» **Exercise requirements**:
- 1) Answer these questions about the Coltons Point Times piece, one line each:
(a) What does the abbreviation CPT stand for?
(b) What is the staff trying to make its contest as entertaining as?
(c) Who is Sister Sheila's husband?
- 2) Carry the Coltons Point Times piece forward from the point where it stops.

» **Text**:
What good is the news without having some contest to encourage readership? So here at CPT (Coltons Point Times) headquarters we’ve been busy trying to dream up a contest as entertaining as the last elections. Unfortunately there has been a brain drain within our brain trust proving it wasn’t really all that trustworthy to begin with.
Still there are some things we need to know that will help us know each other better.
Who is the oldest person in Coltons Point?
Who has lived in Coltons Point the longest?
Do you know any of the aliens living in the Point?
When was the last time you saw road or ditch maintenance in the Point?
Where does Inky go on those long solo walks?
Why does the Pilot Enterprise cost more than the Washington Post?
How much green & blue glass has Sweet Sue the Cheerleader collected from the river?
How far back in Colton’s history does Colorado Chris’s gas line stretch?
How many of the secretive Pointers are in the witness protection program?
Why cancel the Blessing of the Fleet because of rain when boats are made to go in water?
Are Stevie Van Zany and Broadway Linda Rose really the Captain and Tenille in hiding?
After his many trips to China is Professor Ray an authority on Chinese food?
Is his wife Sister Sheila Coltons Points equivalent to famed feminist Gloria Steinham?
Does she have her own radio show on GreenStone?
Are those occasional huge explosions up river Navy weapons testing or admirals fishing?

» **Data provided**:
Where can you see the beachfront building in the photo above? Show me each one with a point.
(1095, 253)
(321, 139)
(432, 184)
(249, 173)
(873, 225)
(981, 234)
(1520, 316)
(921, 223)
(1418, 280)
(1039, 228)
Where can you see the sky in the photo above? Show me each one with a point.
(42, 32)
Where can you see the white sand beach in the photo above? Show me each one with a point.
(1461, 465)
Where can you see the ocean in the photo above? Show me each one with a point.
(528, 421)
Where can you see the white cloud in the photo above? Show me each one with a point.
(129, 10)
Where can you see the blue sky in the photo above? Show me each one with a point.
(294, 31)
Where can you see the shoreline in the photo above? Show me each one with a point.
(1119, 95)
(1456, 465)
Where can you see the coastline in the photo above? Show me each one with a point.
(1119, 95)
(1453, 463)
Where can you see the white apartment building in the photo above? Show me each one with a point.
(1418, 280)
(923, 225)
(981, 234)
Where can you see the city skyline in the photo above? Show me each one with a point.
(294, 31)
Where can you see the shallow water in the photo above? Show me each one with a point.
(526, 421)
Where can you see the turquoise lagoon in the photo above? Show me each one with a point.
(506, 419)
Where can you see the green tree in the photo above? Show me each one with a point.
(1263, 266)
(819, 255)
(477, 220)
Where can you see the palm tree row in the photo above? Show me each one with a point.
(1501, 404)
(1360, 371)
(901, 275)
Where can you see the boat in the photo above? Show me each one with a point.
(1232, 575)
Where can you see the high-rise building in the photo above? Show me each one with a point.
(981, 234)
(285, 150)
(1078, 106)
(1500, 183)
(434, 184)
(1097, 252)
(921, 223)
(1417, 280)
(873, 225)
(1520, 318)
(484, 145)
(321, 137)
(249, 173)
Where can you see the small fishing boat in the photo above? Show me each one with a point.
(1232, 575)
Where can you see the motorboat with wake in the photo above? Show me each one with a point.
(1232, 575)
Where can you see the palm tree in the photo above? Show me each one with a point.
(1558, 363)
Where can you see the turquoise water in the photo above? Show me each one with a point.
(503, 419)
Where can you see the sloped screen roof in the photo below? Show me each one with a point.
--
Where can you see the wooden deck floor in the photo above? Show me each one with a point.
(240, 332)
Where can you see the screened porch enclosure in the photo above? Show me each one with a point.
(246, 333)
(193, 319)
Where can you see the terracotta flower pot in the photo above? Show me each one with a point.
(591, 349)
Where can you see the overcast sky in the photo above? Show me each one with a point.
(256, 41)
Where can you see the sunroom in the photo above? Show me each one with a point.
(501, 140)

» **Responses for each task**:
- 1)
(a) Coltons Point Times
(b) The last elections
(c) Professor Ray

- 2)
Was Harley Tom the builder of the fastest motorcycle in the nation, or world?
What happens to you when you suck in nitro fumes for years?
What happens to your face at 206 mph on a motorcycle?
How many miles a day does Jeff the Town Crier ride in his intelligence work?
Did Hanger Nick used to dance with the Chippendales? Does he still?
What is the real story behind Admiral Gibby and the Giant Groundhog caper?
Is it true Mother Hammett accepts every invitation she receives?
Does Quiet George plan on turning the Arrow Beer bar into river view condos?
Has anyone seen Wild Willy lately or should we proceed with the milk carton photo?
Did Bren the Greek start therapy after hearing the election results?
Did Duke Deere even know there was an election?
Are Joseph the Carpenter and The Rose converting their yard into a Bush Gardens?
How did Haughty Helen get Hillbilly Joe to fix three mirrors?
Please submit your answers and the most accurate or creative might win whatever can be bought with all our subscription revenue.